Prolongez le texte sur le film Tu ne tueras point en reprenant juste après sa dernière phrase.

EXTRAIT DU TEXTE:
--

73e Mostra de Venise
Hors Compétition
Sortie nationale le 9 Novembre 2016
Dans la thématique éculée des films américains sur l’héroïsme militaire, Tu ne tueras point tiendra assurément une place singulière. S’il s’inscrit dans la longue lignée des films antimilitaristes du métaphysique La Ligne Rouge (Malick, 1998) au burlesque Docteur Folamour (Kubrick, 1964), Mel Gibson substitue à la figure habituelle du militaire détruit – mais destructeur – celle d’un non-soldat pacifiste. Par ce biais, il synthétise ainsi un nouvel horizon pour la place des Etats-Unis sur l’échiquier politique mondiale : un interventionnisme humanitaire, loin des bourbiers qu’ont été l’Irak ou l’Afghanistan. En appliquant le sixième commandement au champ militaire, le réalisateur s’oppose à l’American Sniper de Clint Eastwood. Il impose, en effet, un changement radical dans la perception américaine du courage : il ne faudra pas récompenser celui qui a pris le plus de vies, mais celui qui en aura sauvé le plus.

--

Entrées enregistrées:
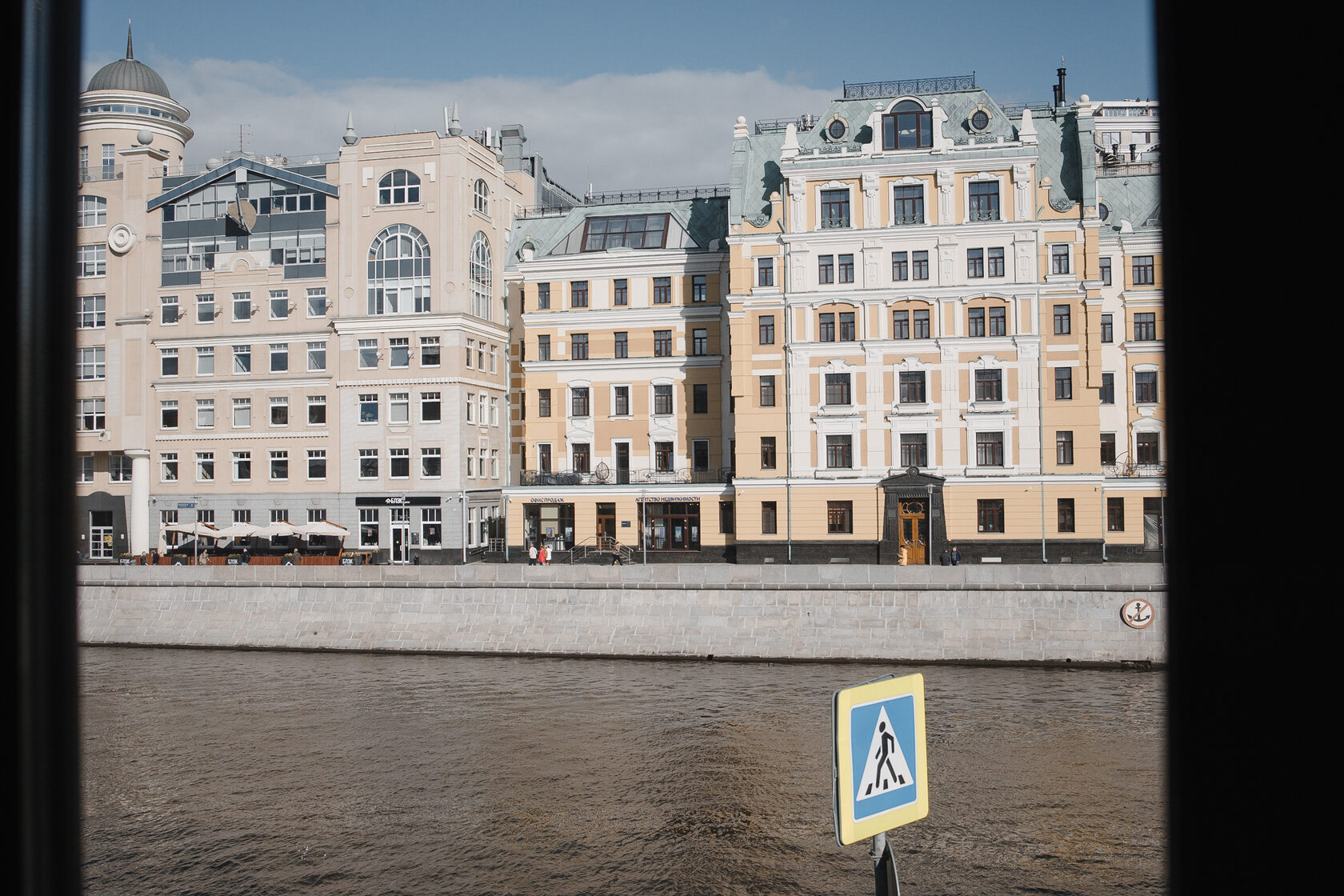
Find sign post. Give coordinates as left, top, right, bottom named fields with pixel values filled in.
left=830, top=673, right=929, bottom=896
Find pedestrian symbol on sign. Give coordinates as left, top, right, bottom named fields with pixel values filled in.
left=858, top=706, right=914, bottom=799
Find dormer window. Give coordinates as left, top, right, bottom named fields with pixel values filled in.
left=882, top=99, right=933, bottom=149
left=378, top=170, right=419, bottom=206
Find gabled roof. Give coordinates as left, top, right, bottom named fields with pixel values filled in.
left=145, top=157, right=340, bottom=211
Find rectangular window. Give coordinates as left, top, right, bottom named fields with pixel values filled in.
left=891, top=184, right=923, bottom=227
left=976, top=433, right=1004, bottom=466
left=653, top=442, right=672, bottom=473
left=838, top=255, right=854, bottom=283
left=359, top=449, right=378, bottom=479
left=901, top=370, right=926, bottom=404
left=976, top=498, right=1004, bottom=532
left=840, top=312, right=858, bottom=342
left=817, top=312, right=836, bottom=342
left=761, top=435, right=775, bottom=470
left=826, top=374, right=850, bottom=404
left=570, top=442, right=593, bottom=475
left=1134, top=370, right=1157, bottom=404
left=757, top=314, right=774, bottom=346
left=821, top=190, right=850, bottom=230
left=653, top=386, right=672, bottom=414
left=757, top=258, right=774, bottom=286
left=75, top=243, right=107, bottom=277
left=1055, top=498, right=1074, bottom=532
left=1106, top=498, right=1125, bottom=532
left=969, top=182, right=998, bottom=220
left=1050, top=246, right=1069, bottom=274
left=233, top=451, right=251, bottom=483
left=77, top=295, right=107, bottom=329
left=1134, top=313, right=1157, bottom=342
left=976, top=368, right=1004, bottom=402
left=826, top=435, right=854, bottom=470
left=826, top=501, right=854, bottom=534
left=308, top=395, right=326, bottom=426
left=359, top=392, right=378, bottom=423
left=1055, top=430, right=1074, bottom=466
left=387, top=392, right=411, bottom=426
left=1134, top=433, right=1162, bottom=463
left=1132, top=255, right=1153, bottom=286
left=761, top=374, right=774, bottom=407
left=901, top=433, right=929, bottom=467
left=1055, top=305, right=1071, bottom=336
left=1055, top=366, right=1074, bottom=402
left=421, top=336, right=439, bottom=366
left=988, top=246, right=1004, bottom=277
left=891, top=253, right=910, bottom=279
left=75, top=346, right=107, bottom=380
left=234, top=346, right=251, bottom=374
left=421, top=449, right=443, bottom=479
left=158, top=451, right=178, bottom=482
left=234, top=398, right=251, bottom=430
left=691, top=274, right=710, bottom=302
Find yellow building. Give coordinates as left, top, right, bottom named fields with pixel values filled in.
left=727, top=71, right=1164, bottom=563
left=506, top=190, right=735, bottom=560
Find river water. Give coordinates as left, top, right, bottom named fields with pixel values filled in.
left=81, top=647, right=1166, bottom=896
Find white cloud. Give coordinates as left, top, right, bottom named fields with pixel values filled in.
left=113, top=59, right=838, bottom=194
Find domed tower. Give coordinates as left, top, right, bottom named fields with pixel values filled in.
left=79, top=24, right=192, bottom=180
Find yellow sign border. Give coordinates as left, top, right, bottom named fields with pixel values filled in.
left=832, top=672, right=929, bottom=846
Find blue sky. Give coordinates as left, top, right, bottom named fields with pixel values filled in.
left=82, top=0, right=1157, bottom=190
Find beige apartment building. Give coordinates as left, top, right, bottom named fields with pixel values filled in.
left=77, top=39, right=575, bottom=563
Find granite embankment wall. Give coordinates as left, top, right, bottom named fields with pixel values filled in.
left=78, top=564, right=1166, bottom=665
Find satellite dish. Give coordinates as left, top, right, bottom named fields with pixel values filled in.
left=225, top=199, right=257, bottom=234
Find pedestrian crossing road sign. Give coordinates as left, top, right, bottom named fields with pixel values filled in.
left=832, top=673, right=929, bottom=846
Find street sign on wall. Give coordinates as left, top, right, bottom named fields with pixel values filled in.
left=832, top=673, right=929, bottom=846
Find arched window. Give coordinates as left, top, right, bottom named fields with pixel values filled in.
left=472, top=230, right=494, bottom=320
left=378, top=170, right=419, bottom=206
left=368, top=224, right=430, bottom=314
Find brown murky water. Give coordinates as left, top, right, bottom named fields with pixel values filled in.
left=81, top=647, right=1166, bottom=896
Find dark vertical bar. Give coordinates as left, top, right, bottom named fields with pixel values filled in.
left=13, top=0, right=81, bottom=896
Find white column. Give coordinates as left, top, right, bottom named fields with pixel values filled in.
left=125, top=449, right=152, bottom=554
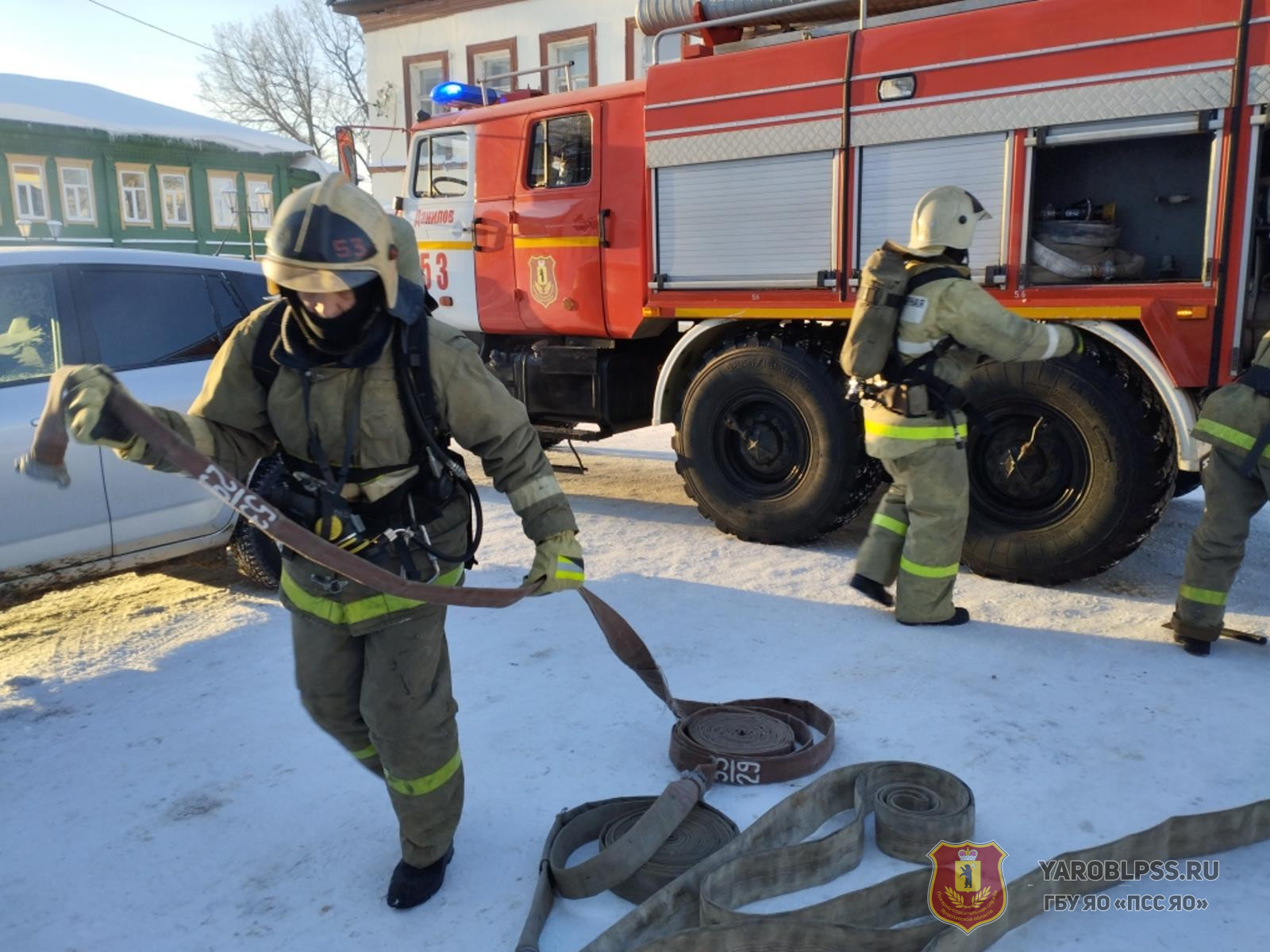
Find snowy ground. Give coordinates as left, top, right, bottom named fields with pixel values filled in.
left=0, top=428, right=1270, bottom=952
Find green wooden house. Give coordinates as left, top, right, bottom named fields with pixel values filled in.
left=0, top=74, right=335, bottom=258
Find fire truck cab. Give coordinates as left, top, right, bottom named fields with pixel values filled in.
left=398, top=0, right=1270, bottom=582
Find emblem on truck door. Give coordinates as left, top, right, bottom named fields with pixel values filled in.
left=529, top=255, right=560, bottom=307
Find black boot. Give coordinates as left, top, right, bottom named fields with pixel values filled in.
left=389, top=846, right=455, bottom=909
left=847, top=573, right=895, bottom=608
left=895, top=608, right=970, bottom=627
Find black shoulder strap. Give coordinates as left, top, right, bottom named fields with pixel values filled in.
left=252, top=300, right=287, bottom=393
left=908, top=268, right=969, bottom=294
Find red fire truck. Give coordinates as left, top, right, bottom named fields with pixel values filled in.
left=373, top=0, right=1270, bottom=582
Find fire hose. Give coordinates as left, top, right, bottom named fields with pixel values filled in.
left=17, top=367, right=833, bottom=783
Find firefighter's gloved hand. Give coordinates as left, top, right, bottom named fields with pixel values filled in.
left=523, top=529, right=587, bottom=595
left=65, top=363, right=144, bottom=459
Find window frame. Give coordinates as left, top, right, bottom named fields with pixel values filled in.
left=409, top=129, right=472, bottom=202
left=538, top=23, right=597, bottom=93
left=468, top=36, right=519, bottom=93
left=53, top=156, right=97, bottom=227
left=402, top=49, right=449, bottom=121
left=6, top=155, right=53, bottom=221
left=155, top=165, right=194, bottom=231
left=521, top=109, right=595, bottom=194
left=207, top=169, right=243, bottom=233
left=243, top=171, right=277, bottom=230
left=114, top=163, right=155, bottom=228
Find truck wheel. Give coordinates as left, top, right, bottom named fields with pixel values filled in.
left=673, top=336, right=878, bottom=544
left=963, top=349, right=1177, bottom=585
left=226, top=455, right=282, bottom=592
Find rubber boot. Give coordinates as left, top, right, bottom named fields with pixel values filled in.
left=1170, top=614, right=1222, bottom=658
left=847, top=573, right=895, bottom=608
left=389, top=846, right=455, bottom=909
left=895, top=605, right=970, bottom=628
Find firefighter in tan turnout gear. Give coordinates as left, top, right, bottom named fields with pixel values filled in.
left=54, top=175, right=583, bottom=909
left=851, top=186, right=1082, bottom=624
left=1172, top=334, right=1270, bottom=655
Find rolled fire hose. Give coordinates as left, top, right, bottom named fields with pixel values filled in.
left=17, top=366, right=834, bottom=783
left=561, top=762, right=1270, bottom=952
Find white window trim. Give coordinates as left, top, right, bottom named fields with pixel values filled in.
left=243, top=173, right=273, bottom=228
left=9, top=155, right=52, bottom=221
left=155, top=165, right=194, bottom=230
left=53, top=157, right=97, bottom=226
left=114, top=163, right=155, bottom=228
left=207, top=169, right=243, bottom=231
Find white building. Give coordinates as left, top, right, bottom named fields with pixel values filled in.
left=329, top=0, right=673, bottom=202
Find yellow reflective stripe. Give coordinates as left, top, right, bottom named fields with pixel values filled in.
left=865, top=419, right=967, bottom=440
left=899, top=556, right=957, bottom=579
left=282, top=565, right=464, bottom=624
left=556, top=556, right=587, bottom=582
left=512, top=235, right=599, bottom=248
left=383, top=750, right=462, bottom=797
left=874, top=512, right=908, bottom=536
left=1195, top=417, right=1270, bottom=457
left=1177, top=585, right=1226, bottom=605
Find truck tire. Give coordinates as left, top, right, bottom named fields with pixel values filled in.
left=963, top=347, right=1177, bottom=585
left=226, top=455, right=282, bottom=592
left=673, top=336, right=878, bottom=544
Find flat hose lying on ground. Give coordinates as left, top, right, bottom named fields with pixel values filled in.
left=17, top=366, right=833, bottom=783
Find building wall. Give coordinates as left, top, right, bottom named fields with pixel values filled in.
left=0, top=122, right=316, bottom=258
left=362, top=0, right=669, bottom=205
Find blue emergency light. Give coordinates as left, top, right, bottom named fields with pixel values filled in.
left=432, top=81, right=499, bottom=106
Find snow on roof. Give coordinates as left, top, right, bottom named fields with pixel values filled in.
left=0, top=72, right=313, bottom=155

--

RÉPONSE CI-DESSOUS:
Desmond Doss (Andrew Garfield) s’engage dans l’armée après le traumatisme civil qu’a été l’attaque contre Pearl Harbor. Cependant, il refuse de manière catégorique de toucher un fusil. En tant qu’objecteur de conscience, il ne peut concevoir uniquement de mettre son sursaut patriotique qu’à profit des équipes médicales. Par ce choix, il modifie doublement le rapport au corps. Le sien déjà, jugé frêle, ne rentre pas dans le moule de l’usine formatrice de l’armée. Il est dévirilisé par ce rejet de l’arme pour n’être qu’un parasite dont la chair doit subir les marques de l’exclusion (cf. la mise à tabac). Une situation qu’il inversera sur le champ de bataille à propos des corps des blessés qu’il ré-humanise. Il prononce leur prénom, voire même la proximité affectueuse d’un surnom, pour les faire sortir de la dimension d’objet à transporter ou laisser qui leur convient habituellement. Il s’oppose d’ailleurs, par sentimentalisme, à penser d’abord par le critère binaire, objectif et impersonnel de vivant ou mort dans le cas de Smitty Ryker (Luke Bracey).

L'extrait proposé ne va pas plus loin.